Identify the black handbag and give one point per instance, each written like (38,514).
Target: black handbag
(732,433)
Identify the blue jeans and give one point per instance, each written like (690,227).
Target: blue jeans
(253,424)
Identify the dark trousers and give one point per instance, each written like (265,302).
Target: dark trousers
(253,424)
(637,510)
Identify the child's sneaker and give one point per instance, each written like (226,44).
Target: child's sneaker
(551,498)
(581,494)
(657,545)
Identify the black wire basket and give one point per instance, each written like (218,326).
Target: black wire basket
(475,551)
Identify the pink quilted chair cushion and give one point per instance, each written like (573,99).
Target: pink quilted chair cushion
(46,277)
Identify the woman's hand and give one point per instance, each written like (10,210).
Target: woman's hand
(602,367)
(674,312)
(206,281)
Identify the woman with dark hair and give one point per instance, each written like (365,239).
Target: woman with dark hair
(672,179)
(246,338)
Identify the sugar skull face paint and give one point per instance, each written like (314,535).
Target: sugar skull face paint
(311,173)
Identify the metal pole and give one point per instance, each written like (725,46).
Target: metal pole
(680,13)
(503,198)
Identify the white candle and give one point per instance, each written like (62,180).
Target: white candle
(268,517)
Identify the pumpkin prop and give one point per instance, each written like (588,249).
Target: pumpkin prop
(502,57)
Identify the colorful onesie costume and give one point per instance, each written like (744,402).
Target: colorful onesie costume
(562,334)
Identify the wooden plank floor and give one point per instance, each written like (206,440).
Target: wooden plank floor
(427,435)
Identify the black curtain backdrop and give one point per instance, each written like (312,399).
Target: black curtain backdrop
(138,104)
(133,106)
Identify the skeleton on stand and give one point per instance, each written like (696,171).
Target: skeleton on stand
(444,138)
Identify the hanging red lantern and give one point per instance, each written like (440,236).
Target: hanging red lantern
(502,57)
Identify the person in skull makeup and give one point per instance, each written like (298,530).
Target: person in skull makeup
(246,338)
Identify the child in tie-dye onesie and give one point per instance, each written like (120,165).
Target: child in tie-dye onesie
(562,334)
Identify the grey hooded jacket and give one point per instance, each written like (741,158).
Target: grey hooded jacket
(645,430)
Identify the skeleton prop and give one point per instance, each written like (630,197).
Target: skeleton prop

━━━━━━━━━━━━━━━━━━━━

**Short exercise:**
Could you reproduce every one of the lines above, word for word, without changing anything?

**Result of this task:**
Identify the black handbag and give one point per instance, each written like (38,514).
Target: black handbag
(732,433)
Identify the blue jeans and give one point per instance, each written like (690,227).
Target: blue jeans
(253,424)
Identify the dark trousers and give one point per instance, each written like (265,302).
Target: dark trousers
(253,424)
(637,510)
Identify the child's sneaker and give one point per instance, each written like (226,44).
Target: child's sneaker
(551,498)
(581,494)
(657,545)
Identify the black wire basket and give one point per instance, each written like (218,326).
Target: black wire basket
(475,551)
Identify the pink quilted chair cushion and give one point per instance, each written like (573,99).
Target: pink quilted chair cushion
(46,277)
Identify the woman's hand and give one point per instance, each written like (10,210).
Target: woman's hand
(602,367)
(674,312)
(206,281)
Identify the woman with dark hair and give one point per instance, each written like (365,239).
Target: woman with dark hair
(672,179)
(246,338)
Identify the sugar skull face paint and give one point per instance, each written like (314,535).
Target: sugar skull face paint
(311,173)
Identify the metal pole and give one point per instance, each written like (725,46).
Target: metal pole
(680,13)
(503,198)
Identify the white candle and give one point per instance, each written like (62,180).
Target: white candle
(268,517)
Identify the pumpkin prop and give one point per instance, each written like (588,249).
Target: pumpkin prop
(502,57)
Identify the colorful onesie costume and give one point per instance, each written like (744,402).
Target: colorful onesie costume
(562,334)
Identify the wooden plank floor and give one point per instance, each written like (206,440).
Target: wooden plank floor
(427,435)
Identify the black curtain backdrop and give one point per instance, each written like (312,399).
Target: black curtain backdrop
(138,104)
(133,106)
Identify the skeleton on stand and give one point per instance, each written like (696,171).
Target: skeleton on stand
(444,138)
Identify the hanging red lantern and give one point per instance, each written like (440,236).
Target: hanging red lantern
(502,57)
Identify the person in skull makeup and give one point per instance, each written like (298,530).
Target: person in skull makeup
(246,338)
Identify the child in tie-dye onesie and give one point per instance, each written like (120,165).
Target: child in tie-dye onesie
(562,334)
Identify the grey hooded jacket and give one point per instance, each written like (741,158).
Target: grey hooded jacket
(645,430)
Identify the skeleton prop and give one point per instance, each written like (630,197).
Target: skeleton prop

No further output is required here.